* Entries supplied
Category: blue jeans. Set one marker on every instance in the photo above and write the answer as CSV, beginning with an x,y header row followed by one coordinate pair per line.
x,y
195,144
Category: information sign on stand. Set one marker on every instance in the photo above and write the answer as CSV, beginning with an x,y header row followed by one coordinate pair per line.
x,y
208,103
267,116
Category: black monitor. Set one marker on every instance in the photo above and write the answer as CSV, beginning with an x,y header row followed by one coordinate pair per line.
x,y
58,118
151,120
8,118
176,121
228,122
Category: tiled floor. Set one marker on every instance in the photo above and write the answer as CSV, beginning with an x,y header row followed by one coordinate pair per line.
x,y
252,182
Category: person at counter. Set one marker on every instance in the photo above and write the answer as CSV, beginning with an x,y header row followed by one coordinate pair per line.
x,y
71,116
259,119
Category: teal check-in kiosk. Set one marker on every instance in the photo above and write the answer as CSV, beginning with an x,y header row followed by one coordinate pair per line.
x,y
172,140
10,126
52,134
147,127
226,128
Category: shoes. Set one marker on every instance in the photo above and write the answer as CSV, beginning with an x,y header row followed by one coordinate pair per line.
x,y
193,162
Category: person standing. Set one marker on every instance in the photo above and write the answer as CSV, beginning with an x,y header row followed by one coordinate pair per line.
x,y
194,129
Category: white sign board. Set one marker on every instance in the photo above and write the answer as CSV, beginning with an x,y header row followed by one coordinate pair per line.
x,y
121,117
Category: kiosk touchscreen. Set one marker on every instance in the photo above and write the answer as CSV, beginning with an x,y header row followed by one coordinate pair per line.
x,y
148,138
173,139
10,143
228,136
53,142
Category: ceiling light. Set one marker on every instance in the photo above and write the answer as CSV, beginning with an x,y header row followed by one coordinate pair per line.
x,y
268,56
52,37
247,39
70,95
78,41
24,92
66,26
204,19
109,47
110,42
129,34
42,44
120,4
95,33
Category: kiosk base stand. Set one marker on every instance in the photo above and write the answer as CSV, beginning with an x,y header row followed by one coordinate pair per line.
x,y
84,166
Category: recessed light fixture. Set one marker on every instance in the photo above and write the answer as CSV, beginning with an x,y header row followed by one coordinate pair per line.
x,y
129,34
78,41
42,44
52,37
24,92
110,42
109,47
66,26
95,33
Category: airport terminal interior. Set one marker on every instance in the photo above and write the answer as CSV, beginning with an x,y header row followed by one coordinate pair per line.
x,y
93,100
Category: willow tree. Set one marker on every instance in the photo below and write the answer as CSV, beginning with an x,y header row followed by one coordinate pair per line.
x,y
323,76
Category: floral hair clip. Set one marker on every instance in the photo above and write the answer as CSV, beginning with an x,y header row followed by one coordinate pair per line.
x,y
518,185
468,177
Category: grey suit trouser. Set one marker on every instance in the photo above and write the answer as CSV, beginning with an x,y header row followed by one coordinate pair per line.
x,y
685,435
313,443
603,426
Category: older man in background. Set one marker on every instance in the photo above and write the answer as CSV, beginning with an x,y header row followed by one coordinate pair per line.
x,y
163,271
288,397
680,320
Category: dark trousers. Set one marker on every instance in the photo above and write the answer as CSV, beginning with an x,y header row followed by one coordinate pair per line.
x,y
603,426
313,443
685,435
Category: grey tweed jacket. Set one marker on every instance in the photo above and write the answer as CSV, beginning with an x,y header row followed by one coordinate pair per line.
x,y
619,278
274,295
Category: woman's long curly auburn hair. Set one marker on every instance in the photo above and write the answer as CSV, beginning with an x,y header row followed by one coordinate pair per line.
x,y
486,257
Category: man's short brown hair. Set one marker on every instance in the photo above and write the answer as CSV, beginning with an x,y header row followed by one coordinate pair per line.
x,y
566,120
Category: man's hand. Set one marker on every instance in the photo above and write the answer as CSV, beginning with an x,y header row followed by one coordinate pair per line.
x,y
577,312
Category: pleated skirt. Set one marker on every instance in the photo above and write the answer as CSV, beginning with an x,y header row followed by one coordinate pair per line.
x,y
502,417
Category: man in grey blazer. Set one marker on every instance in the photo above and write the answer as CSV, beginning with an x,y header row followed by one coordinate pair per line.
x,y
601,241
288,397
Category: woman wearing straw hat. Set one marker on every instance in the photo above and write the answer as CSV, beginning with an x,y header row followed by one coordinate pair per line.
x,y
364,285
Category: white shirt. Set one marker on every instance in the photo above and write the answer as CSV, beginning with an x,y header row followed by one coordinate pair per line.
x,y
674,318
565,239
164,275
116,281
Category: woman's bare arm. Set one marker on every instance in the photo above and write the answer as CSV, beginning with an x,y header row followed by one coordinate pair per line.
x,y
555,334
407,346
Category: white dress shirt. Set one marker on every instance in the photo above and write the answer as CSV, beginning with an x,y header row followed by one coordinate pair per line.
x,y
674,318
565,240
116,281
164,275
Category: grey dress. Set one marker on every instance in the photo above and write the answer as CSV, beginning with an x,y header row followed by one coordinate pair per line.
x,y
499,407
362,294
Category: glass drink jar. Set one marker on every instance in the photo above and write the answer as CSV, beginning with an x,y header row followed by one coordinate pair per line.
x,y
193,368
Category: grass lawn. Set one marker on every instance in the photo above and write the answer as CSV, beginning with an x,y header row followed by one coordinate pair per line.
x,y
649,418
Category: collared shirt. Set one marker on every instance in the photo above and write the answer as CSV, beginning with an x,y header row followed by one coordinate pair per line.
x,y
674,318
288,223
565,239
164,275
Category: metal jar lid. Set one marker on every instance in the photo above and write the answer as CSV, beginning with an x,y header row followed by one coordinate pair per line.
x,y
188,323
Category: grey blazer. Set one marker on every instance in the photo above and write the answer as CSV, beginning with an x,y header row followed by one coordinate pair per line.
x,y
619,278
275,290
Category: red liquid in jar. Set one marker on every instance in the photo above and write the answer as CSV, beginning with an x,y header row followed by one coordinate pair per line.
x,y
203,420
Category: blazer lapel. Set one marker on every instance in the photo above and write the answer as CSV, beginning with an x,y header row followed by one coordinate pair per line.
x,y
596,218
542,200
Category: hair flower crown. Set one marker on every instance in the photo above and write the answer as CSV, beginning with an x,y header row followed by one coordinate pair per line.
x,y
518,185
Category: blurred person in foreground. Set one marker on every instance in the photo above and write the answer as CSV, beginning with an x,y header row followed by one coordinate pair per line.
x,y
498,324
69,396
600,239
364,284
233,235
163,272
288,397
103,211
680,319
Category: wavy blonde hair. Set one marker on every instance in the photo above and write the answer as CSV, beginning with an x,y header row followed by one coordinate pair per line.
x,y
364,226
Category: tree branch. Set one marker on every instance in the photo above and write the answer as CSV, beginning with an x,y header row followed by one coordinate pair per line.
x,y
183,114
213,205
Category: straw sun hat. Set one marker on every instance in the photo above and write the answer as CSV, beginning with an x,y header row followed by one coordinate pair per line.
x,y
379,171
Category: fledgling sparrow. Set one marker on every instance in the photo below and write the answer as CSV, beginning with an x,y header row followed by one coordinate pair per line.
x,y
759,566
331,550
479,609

* Activity
Set down only the line containing "Category: straw sun" and the lines after it through the end, exactly as they appear above.

* Result for this exercise
Category: straw sun hat. Set one marker on every instance in the photo above and write the answer as CSV, beginning with an x,y header row followed by one coordinate pair per line.
x,y
379,171
Category: fledgling sparrow. Set one marker on every instance in the photo below and write the answer as CSV, beginning with an x,y header row followed by one coordinate pair per line.
x,y
759,566
331,550
479,609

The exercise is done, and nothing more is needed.